What the exercise asks: For every line in the entries that contains "building", show the whole line.

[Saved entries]
####################
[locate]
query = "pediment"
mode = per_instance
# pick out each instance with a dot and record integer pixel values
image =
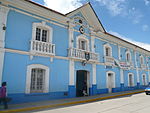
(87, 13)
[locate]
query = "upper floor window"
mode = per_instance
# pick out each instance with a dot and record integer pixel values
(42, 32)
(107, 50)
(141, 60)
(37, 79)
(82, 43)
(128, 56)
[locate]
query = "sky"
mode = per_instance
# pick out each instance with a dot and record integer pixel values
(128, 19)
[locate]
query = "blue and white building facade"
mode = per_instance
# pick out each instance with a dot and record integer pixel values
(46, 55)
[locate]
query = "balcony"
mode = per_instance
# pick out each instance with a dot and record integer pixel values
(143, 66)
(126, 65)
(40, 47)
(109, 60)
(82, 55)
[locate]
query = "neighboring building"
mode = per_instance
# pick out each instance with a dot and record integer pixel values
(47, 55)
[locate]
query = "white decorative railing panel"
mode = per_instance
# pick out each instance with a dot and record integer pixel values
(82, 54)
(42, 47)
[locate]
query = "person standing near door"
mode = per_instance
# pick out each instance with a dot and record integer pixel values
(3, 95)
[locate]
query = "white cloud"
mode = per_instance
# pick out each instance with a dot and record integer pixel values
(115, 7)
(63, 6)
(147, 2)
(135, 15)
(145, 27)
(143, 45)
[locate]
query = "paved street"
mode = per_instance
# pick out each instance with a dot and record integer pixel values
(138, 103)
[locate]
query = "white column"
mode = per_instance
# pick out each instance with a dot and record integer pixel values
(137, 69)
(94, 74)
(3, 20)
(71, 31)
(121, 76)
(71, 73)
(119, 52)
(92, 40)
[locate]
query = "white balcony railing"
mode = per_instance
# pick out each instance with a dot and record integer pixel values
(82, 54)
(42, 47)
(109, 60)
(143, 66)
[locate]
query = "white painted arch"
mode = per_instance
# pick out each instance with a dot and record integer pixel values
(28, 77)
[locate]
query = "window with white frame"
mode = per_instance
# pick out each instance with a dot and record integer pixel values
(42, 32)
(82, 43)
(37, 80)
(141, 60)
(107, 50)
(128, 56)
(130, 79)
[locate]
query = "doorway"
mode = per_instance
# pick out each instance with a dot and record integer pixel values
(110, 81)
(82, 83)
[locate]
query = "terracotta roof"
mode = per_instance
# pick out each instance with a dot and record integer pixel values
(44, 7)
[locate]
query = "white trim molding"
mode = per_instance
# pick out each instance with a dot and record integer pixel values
####################
Finished exercise:
query = "blue and white building facade"
query = "neighboring building"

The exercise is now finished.